◆ **O QUE FAZER**
Copie da matéria sobre o Outubro Rosa o trecho entre "Tantos apelos conseguem" e "contra o câncer.", inclusive.

◆ **TEXTO PARA REVISÃO**
○ ○ ○
Outubro Rosa pode chegar desbotado.
- Daniela Mendes
- 13 de jul. de 2022
- 7 min de leitura
Atualizado: 26 de jul. de 2022
Falta de consenso entre as instituições, na legislação federal, confusão e negligência na prestação de serviço municipal deixam o rosa ainda mais desbotado para mulheres.
Matéria atualizada em 26/07 às 21h59.

Desde 2002, repete-se exaustivamente para brasileiras realizarem autoexames e mamografia a fim de prevenir através do diagnóstico precoce o câncer de mama. A campanha invade os meios de comunicação, discurso de atrizes e personalidades públicas. É uma chuva de peitos e rosa, que em 2011 ainda somou à sua pauta campanhas sobre o câncer de colo do útero em diversos estados.
A sociedade se mobiliza bem no combate ao câncer de mama, que é a primeira causa de morte deste tipo de doença na população feminina em todas as regiões do Brasil. É tamanha a movimentação que no ano de lançamento da campanha chegaram a iluminar de cor de rosa o monumento Mausoléu do Soldado Constitucionalista (o Obelisco do Ibirapuera). A exemplo, outras capitais promovem mesmo show de luzes, como foi o caso de Goiânia que iluminou em 2021 um viaduto. Ano passado, em Belo Horizonte, o Hospital Baleia estendeu uma faixa rosa na fachada.

Tantos apelos conseguem sensibilizar mulheres, que procuram os serviços de saúde para se prevenir. Mas ao chegar lá, descobrem que o sentido de prevenção para o Estado pressupõe a idade de 50 anos. Pelo Sistema Único de Saúde (SUS) você só pode fazer uma mamografia a partir desta idade. E, mesmo assim, em São João del-Rei, que atende Tiradentes e outras cidades vizinhas, o serviço não supre de forma adequada a população.
É um cenário de um rosa bem desbotado. Quando outubro chegar, talvez as mulheres tenham é que lutar para que seus direitos sejam respeitados para que possam, só então, de fato, lutar contra o câncer.
Sem consenso na legislação.
○ ○ ○
◆ **DADOS FORNECIDOS**
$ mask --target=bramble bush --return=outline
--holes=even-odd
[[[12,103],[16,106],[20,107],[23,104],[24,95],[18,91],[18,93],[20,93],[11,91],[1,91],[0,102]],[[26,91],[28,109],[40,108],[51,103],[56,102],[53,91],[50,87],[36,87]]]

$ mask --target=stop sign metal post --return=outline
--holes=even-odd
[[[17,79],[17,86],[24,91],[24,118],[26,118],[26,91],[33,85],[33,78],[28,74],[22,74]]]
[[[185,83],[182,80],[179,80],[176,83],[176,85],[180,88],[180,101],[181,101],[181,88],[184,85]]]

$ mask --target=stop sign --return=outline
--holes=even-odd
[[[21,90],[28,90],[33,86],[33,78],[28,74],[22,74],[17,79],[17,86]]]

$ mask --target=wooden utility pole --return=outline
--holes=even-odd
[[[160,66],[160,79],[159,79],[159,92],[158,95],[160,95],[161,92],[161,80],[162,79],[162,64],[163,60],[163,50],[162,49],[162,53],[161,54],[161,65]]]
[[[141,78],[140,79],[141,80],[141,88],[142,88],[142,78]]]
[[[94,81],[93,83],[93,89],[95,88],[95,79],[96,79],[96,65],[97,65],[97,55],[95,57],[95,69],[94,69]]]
○ ○ ○
◆ **RESPOSTA ABAIXO**
Tantos apelos conseguem sensibilizar mulheres, que procuram os serviços de saúde para se prevenir. Mas ao chegar lá, descobrem que o sentido de prevenção para o Estado pressupõe a idade de 50 anos. Pelo Sistema Único de Saúde (SUS) você só pode fazer uma mamografia a partir desta idade. E, mesmo assim, em São João del-Rei, que atende Tiradentes e outras cidades vizinhas, o serviço não supre de forma adequada a população.
É um cenário de um rosa bem desbotado. Quando outubro chegar, talvez as mulheres tenham é que lutar para que seus direitos sejam respeitados para que possam, só então, de fato, lutar contra o câncer.